Quoted passage.
"""

We have had some great entries into our End Everyday Hate competition and now it’s time to decide on the winner. Below you will see all of the entries along with their story. Go to our social media pages on Twitter and Instagram to vote for your favourite. The winner will win an iPad so choose carefully. Which one speaks to you? Which tells it’s story?
All entries are anonymous and any names in the stories have been changed.
My Father, She
My father transitioned to become a woman in my late teenage years, I love her to pieces and have always supported her but it was a real challenge to deal with the change and what it meant for my family.
I was also struggling with my own sexuality and trying to come to terms with that as well as anxiety which meant that I still felt a huge need to hold my fathers’ hand when we were out and about. We were just walking to the shops and a car full of young men drove towards us, slowed down and rolled down their windows to shout ‘Lesbians’ at us. Whilst Lesbians doesn’t have to be an insulting thing to say, the way they said it and for me the fact that someone had just called me a Lesbian, with my biological father was just completely overwhelming and so impossibly mad to comprehend! What makes people think that its acceptable to judge other people for the sake of a 3 second joke that they will clearly forget once the turn the next corner?
It’s something I still think about, and is still a difficult memory, and I wanted to share to show that even if what is said doesn’t itself sound that bad, the way things are said and just people giving unwelcome and unnecessary judgements can still be hugely painful.
Don’t Touch My Hair
Growing up with an afro I was always getting touched by strangers who would just walk up and put their hands on my head and touch or fluff up my hair as if I was some sort of dog they could pet. I hated it but most people didnt ask if they could touch my hair they just did it so I didnt have a chance to say no. I almost never wear my hair out in an afro anymore. I made this picture by drawing over an old photo where I look like I’m screaming because thats how I felt sometimes.
Speak Up and give a voice to those who have none.
I was attacked in the street in Paisley town centre, surrounded by friends, with lots of people around me. I was punched in the head and knocked to the ground. The reason, shouted at me about 2 seconds before it happened? I “look like a Jew.” I am Jewish, and I was born in Scotland. I am Jewish, and I have studied and worked and volunteered in Scotland. I am Jewish, but I don’t feel at home in Scotland. Antisemitism is on the rise in the UK, fuelled by differing political and social agendas and used as a political football rather than treated with sensitivity and respect and willingness to learn. It infests our homes and our schools, our political parties and our public institutions – ever present, rarely understood, hardly tackled.

"""

Required action A.
In the End Everyday Hate competition text, swap "late teenage years" for "early twenties" and write out the passage starting at "All entries are" and ending at "for my family.".
Required action B.
Write the next part of the End Everyday Hate competition text, picking up after its final sentence.

Data excerpt.
"""

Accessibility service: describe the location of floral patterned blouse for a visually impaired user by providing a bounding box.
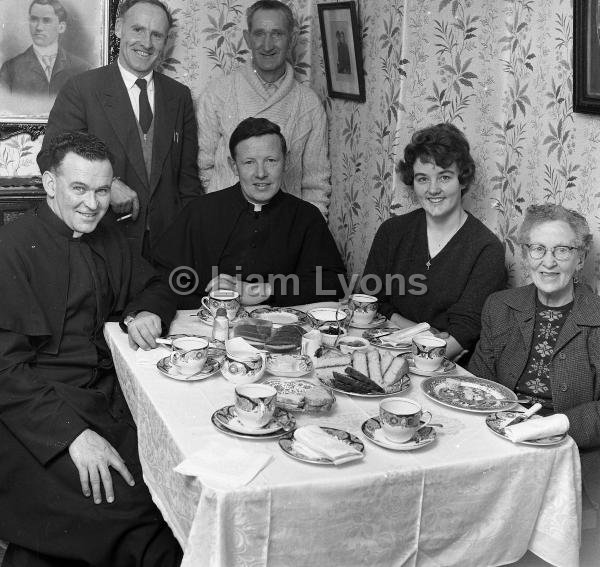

"""

Result A.
All entries are anonymous and any names in the stories have been changed.
My Father, She
My father transitioned to become a woman in my early twenties, I love her to pieces and have always supported her but it was a real challenge to deal with the change and what it meant for my family.

Result B.
My attacker was 16 years old. 16. And his entire worldview was shaped by Jew = Bad. 16, and in a country that I know is more open and tolerant than the rest of the UK. 16, and so sure in his view that he attacked a young Jew in the street, with tens of witnesses. He didn’t care if he was seen.
This has to end, it must end – next time, rather than getting knocked out and my ego being more bruised than anything else, it could be my life at stake.
I make no apologies – This is Me!
My story is of inspiration and realising that dreams can become reality regardless of discrimination, prejudice or hate.
My auntie Gail was born with down syndrome and throughout her life has had to overcome stares of disapproval or judgement. Her needs and hopes were no different to any other child and from an early age all she wanted to become was an actor and star on stage.
When 18 years old Gail applied to a drama group providing them with her name, age and gender and was warmly invited to join the group with a place promised to her in advance. On her first night she went with excitement looking forward to the possibilities of future stardom, however was confronted with looks of disappointment before being ushered from the hall. My gran taken aside and told Gail was not suitable to be part of the group that no longer had space. Her only mistake failing to disclose her disability.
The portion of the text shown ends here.